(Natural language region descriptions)
*** Begin section ***
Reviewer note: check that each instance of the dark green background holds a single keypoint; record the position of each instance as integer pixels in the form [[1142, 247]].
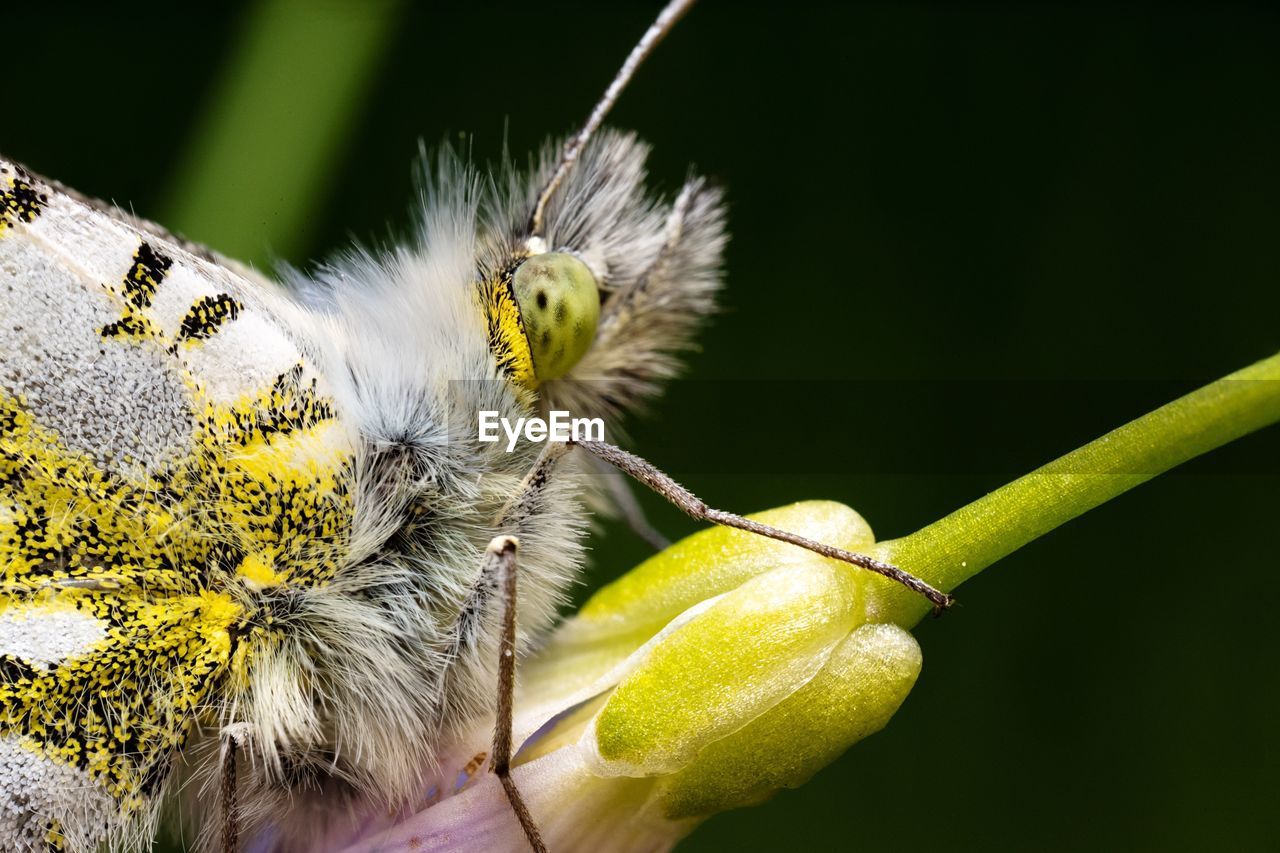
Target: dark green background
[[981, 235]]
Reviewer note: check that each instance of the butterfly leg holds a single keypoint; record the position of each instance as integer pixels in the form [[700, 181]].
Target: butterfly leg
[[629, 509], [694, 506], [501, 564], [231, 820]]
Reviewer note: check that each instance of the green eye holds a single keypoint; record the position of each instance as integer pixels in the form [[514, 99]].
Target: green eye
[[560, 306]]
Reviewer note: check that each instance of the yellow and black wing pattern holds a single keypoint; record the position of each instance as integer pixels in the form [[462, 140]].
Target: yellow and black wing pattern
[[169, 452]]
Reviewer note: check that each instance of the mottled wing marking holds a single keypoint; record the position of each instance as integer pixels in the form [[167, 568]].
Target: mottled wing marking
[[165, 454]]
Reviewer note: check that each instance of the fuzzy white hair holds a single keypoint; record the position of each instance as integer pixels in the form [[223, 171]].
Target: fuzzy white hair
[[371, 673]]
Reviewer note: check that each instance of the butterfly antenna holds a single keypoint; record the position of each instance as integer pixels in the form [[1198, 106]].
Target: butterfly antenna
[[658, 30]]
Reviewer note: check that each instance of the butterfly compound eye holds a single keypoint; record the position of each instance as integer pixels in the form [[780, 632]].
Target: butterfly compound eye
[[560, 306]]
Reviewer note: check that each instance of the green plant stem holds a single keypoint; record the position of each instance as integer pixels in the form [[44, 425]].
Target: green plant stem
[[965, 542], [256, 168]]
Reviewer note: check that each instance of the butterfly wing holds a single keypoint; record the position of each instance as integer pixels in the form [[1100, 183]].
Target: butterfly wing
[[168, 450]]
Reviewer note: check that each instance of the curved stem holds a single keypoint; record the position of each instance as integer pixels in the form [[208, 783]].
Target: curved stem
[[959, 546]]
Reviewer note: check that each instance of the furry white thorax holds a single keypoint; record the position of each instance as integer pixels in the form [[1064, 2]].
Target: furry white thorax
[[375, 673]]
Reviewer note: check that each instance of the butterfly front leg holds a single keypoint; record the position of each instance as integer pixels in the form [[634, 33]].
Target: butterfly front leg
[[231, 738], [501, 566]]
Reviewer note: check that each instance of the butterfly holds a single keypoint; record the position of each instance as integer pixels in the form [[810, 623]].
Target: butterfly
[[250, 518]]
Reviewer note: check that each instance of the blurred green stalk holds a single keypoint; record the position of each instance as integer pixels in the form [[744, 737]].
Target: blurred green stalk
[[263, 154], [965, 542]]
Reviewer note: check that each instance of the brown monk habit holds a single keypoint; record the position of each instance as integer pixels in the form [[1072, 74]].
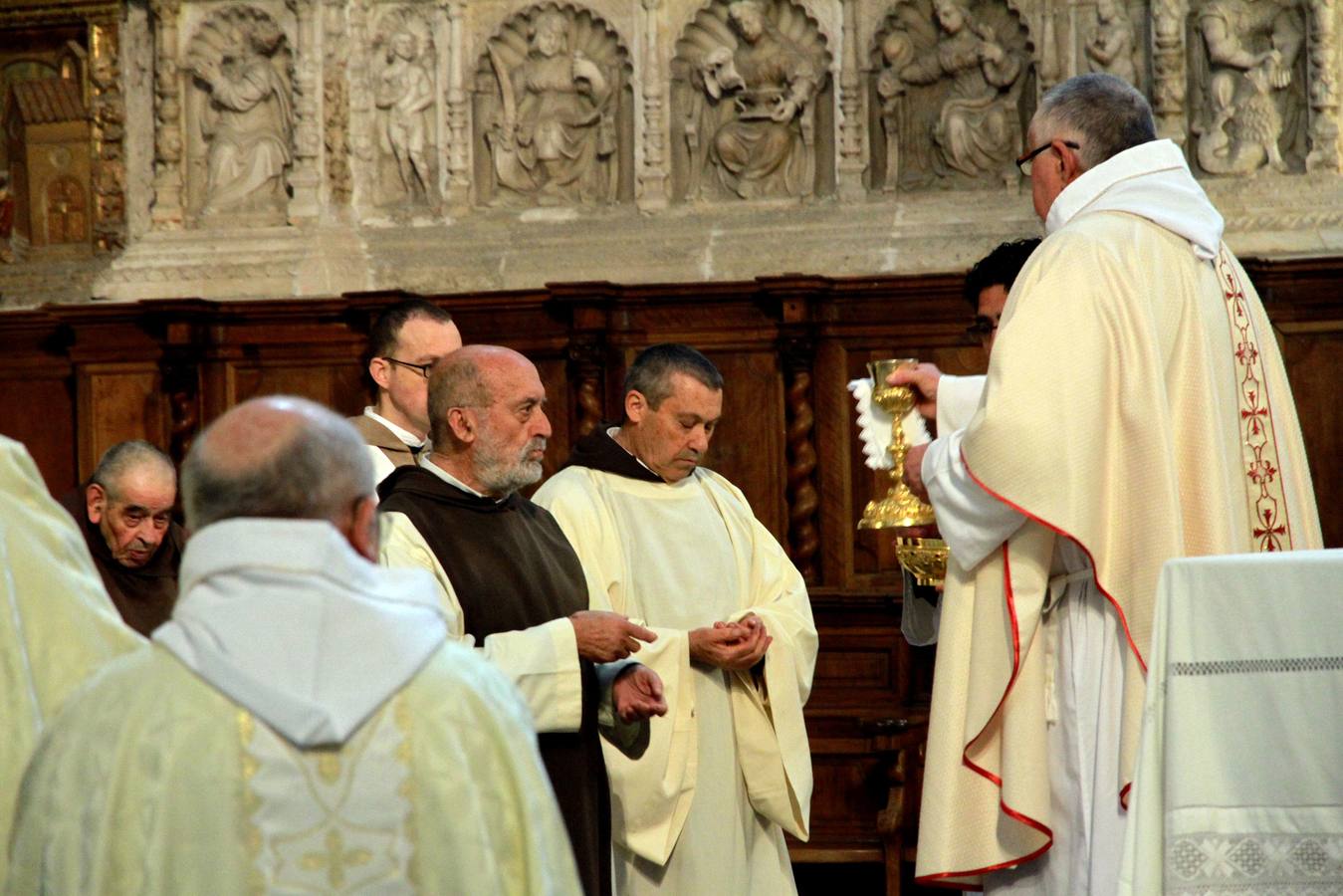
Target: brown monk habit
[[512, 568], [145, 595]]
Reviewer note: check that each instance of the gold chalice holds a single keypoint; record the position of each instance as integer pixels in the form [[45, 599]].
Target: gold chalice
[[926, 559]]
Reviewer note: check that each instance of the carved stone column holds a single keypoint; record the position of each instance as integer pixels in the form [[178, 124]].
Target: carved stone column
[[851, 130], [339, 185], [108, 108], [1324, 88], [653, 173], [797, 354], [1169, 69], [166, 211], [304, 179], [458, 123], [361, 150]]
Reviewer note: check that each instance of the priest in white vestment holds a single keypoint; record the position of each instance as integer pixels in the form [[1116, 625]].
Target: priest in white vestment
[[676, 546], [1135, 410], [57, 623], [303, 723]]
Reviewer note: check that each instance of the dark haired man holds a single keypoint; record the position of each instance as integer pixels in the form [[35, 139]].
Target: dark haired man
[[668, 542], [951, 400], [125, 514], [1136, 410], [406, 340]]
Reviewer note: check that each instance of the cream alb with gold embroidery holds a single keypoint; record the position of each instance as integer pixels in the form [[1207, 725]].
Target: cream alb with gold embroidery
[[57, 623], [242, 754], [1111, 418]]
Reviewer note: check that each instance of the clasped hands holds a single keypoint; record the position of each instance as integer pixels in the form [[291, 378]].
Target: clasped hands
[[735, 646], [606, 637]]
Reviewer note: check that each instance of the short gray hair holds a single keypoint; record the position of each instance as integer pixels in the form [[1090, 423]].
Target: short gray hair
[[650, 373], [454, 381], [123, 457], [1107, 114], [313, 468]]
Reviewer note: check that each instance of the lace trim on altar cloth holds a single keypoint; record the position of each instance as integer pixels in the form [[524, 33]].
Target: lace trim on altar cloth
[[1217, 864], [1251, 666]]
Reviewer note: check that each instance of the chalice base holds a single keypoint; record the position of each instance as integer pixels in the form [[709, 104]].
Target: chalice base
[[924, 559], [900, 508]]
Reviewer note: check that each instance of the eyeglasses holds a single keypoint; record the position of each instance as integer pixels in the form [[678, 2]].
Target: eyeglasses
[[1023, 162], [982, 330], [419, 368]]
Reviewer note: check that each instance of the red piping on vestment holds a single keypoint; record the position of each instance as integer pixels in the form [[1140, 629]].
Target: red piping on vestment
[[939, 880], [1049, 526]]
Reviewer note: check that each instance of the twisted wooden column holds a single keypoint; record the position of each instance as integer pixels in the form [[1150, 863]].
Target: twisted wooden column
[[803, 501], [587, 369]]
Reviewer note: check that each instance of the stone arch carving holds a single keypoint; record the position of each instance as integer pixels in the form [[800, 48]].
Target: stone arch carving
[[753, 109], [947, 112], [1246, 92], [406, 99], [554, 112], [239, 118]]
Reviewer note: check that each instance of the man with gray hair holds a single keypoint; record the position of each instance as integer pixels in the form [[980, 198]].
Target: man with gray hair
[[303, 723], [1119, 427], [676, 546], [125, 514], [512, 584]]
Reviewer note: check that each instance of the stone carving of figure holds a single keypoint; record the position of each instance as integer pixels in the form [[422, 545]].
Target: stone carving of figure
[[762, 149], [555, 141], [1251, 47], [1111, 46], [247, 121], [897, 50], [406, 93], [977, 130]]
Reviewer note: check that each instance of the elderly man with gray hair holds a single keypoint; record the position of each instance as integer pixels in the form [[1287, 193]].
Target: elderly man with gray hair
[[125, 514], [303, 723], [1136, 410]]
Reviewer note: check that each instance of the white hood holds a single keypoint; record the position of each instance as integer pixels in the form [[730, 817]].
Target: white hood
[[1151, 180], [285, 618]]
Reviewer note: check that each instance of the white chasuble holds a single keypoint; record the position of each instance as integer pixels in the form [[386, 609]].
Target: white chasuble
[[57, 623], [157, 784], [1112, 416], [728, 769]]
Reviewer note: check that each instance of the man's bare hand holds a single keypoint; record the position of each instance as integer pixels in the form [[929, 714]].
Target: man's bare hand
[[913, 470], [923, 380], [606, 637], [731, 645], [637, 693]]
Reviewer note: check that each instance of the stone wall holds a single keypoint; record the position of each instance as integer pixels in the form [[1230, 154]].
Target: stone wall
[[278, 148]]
*** End section ***
§ Assigned task
Could you transcribe every entry exactly, leaving out the pictures?

§ Expected output
Reviewer note: check that each instance of the dark green background holds a single keypoint; record the position of each instance as integer pixels in the form [[1142, 247]].
Target: dark green background
[[981, 235]]
Reviewer note: check that each instance of the butterfly leg holds a single keypoint; record the position of each instance as integer pixels in the form [[700, 181]].
Target: butterfly leg
[[629, 509], [694, 506], [501, 564], [231, 820]]
Reviewer note: check that each instance of the green eye holds a single keypoint; record the position of each instance as integer pixels in the form [[514, 99]].
Target: green eye
[[560, 306]]
Reviewer note: check that each instance of the yellow and black wing pattern holds a single keypoint; record the position of each instance as integer pixels in the form [[462, 140]].
Target: yellow and black wing pattern
[[169, 452]]
Reviewer note: check that each instance of the mottled wing marking holds a single keypoint; record the position of each instance as integer pixels in the form [[167, 568]].
Target: mottled wing marking
[[165, 454]]
Reviewer note: check that each instance of the fuzzy white hair holds a single keypoint; record the position of each instance as integer pixels in the form [[223, 171]].
Target: fuzzy white hair
[[371, 673]]
Reviewer note: check that each instance of the butterfly antenna holds a single keypoint; record the position of each instance as integer pixels in the form [[1198, 106]].
Target: butterfly antenna
[[658, 30]]
Reviewer note: check that each instance of the butterfly compound eye holds a single keypoint; record the position of each instance as integer pixels in the form [[780, 632]].
Target: butterfly compound eye
[[560, 306]]
Reviewer note: check that each instance of the green plant stem holds a single keypoint; record the position of each instance as integer pixels in the form [[44, 425]].
Target: green plant stem
[[965, 542], [256, 168]]
Reviewer note: check that each instance of the butterfly wing holds a single keypoint; record the position of each instance as integer pixels in the form [[1100, 183]].
Target: butterfly wing
[[168, 450]]
Reviewer note: check that each instance of the curved stem holds a single keypoint; record the position of each instance as integer pixels in the form [[208, 783]].
Target: curved stem
[[959, 546]]
Reviewer note: check that each instance of the furry white thorax holds a single keypoint; record the position of each instance as integer pixels in the form [[1064, 2]].
Target: furry white thorax
[[375, 673]]
Reviewer note: check that each instance of the butterfly front leg holds a single keypoint; record the position of each instance as integer pixels in the form [[634, 33]].
Target: butterfly front leg
[[231, 738], [501, 566]]
Reviewer note: check that each instance of the butterfly holds a single keypoint; record the position of each instance as integer pixels in the form [[810, 623]].
Target: butterfly
[[250, 518]]
Reviewer note: check that each instance of the blurred green stalk holds a single keypoint; record the position of each instance as integer pixels in the form [[744, 737]].
Target: blurred green stalk
[[263, 154], [965, 542]]
Reviewer note: check that each instance of the brown monk habit holds a single keypoint; record the position of each instance as integer pixels in the form [[1072, 74]].
Target: brown monk habit
[[512, 568], [145, 595]]
Reviewer note: check that each instance of the gold chalice holds a single keypoint; record the position of each instance as integer pixels in the form [[45, 599]].
Target: gold chalice
[[926, 559]]
Reviewer note: check that each instance of the carved stone column holds a single keypoint; record the position of each instance as integer pixels in the form [[178, 124]].
Target: carved stone column
[[851, 130], [339, 185], [108, 108], [1324, 88], [653, 173], [797, 354], [1169, 69], [166, 211], [304, 179], [458, 123], [361, 150]]
Reviewer note: check that each instance of the priest in white vestment holds a single keypoint; record the position of each instance as integer pixels in the form [[1116, 625]].
Target: priest in white vestment
[[676, 546], [1135, 410], [57, 623], [303, 723]]
Reviewer note: check that each instance of the dark haired man holds a single keypoint; record the position of each instance as integer pixels in the form [[35, 139]].
Target: dark haired man
[[668, 542], [951, 400], [125, 514], [1136, 410], [406, 340]]
Reviewer note: check that each instance of the cream alb with gold embroidery holds a single keypoint; record the position of each instance as integer pixels in the form [[1207, 725]].
Target: cream alb with gold embroidery
[[57, 623], [242, 754], [1111, 418]]
Reviewer note: check that each instance of the clasped hands holds a single keypoint; record the position of each instance as integer pixels in the form [[291, 378]].
Target: clasped hands
[[735, 646], [606, 637]]
Reviewer note: check that each instance of the short gray hair holds a single keypoint; record the position of each instance as integer pixels in the form [[1090, 423]].
Target: short gray hair
[[650, 373], [454, 381], [123, 457], [1107, 114], [313, 468]]
Reviewer note: check that each instance of the lace trim on altar cloth holds a single keypoint; record the position of each instance as integer pixels in the form [[524, 33]].
Target: lace trim on altar cloth
[[1217, 864], [1251, 666]]
Reviewer note: check that each instance of the chalice base holds a single keypoint; record the position of each instance as integer pixels in the form [[709, 104]].
Target: chalice base
[[924, 559], [900, 508]]
Reviewer note: check that each instance of the eyeglasses holds a single keypoint; record the position of each instance as integer pixels in the form [[678, 2]].
Target: eyeglasses
[[1023, 162], [982, 330], [419, 368]]
Reviewer note: check that each instance of the red piping on vestment holds a single keypoint; record the position of each instance as integer pixels in the form [[1140, 629]].
Target: red piping on vestment
[[939, 880], [1049, 526]]
Reviewer note: check that each instance of the twisted wooden column holds a single keypoint; record the position of each instance as integer pixels in the form [[1150, 863]].
Target: twisted wooden column
[[803, 501], [587, 369]]
Reviewer note: check that each instance of the stone arch carving holds a single keypoint; record the position of each instance as integer pixels in the form [[800, 48]].
Target: stone arch carving
[[753, 109], [947, 112], [1246, 92], [406, 99], [554, 112], [239, 118]]
Reviewer note: check that each instance of the man with gray hair holds a single keypoint; record the position of each instance as integer pixels in the form [[980, 198]].
Target: man with gray hair
[[303, 723], [1119, 427], [676, 546], [125, 514], [512, 584]]
Reviewer note: check that each instance of the stone carving of figure holds a single keypoint; record the position of each instance as integer pixels in the form [[422, 545]].
Target: stone carving of figure
[[762, 149], [555, 141], [1251, 47], [1111, 46], [247, 121], [897, 50], [406, 93], [977, 130]]
Reviewer note: check that each instance of the elderly man with gray hair holds a single keypoint; record the position of each instance as integer pixels in the form [[1287, 193]].
Target: elderly man with gray hair
[[125, 514], [303, 723], [1136, 410]]
Reviewer note: check that each instance of the white hood holds a single keypoint; record the position of each instance as integer pixels in the form [[730, 817]].
Target: white hood
[[1151, 180], [285, 618]]
Reviewer note: check that each instance of the white chasuble holds a single keypoint; record the position of each instance as integer pixels in the form [[386, 609]].
Target: white chasuble
[[57, 623], [157, 784], [1112, 416], [728, 769]]
Reviewer note: check that each instance of the man's bare hand holds a single keypoint; record the position of each instance as integer pixels in the form [[929, 714]].
Target: man's bare hand
[[913, 470], [923, 380], [606, 637], [731, 645], [637, 693]]
Reviewer note: check that each instance of the stone wall holds a single keypoint; record the position of each instance as integer pixels in the form [[1230, 154]].
Target: stone wall
[[278, 148]]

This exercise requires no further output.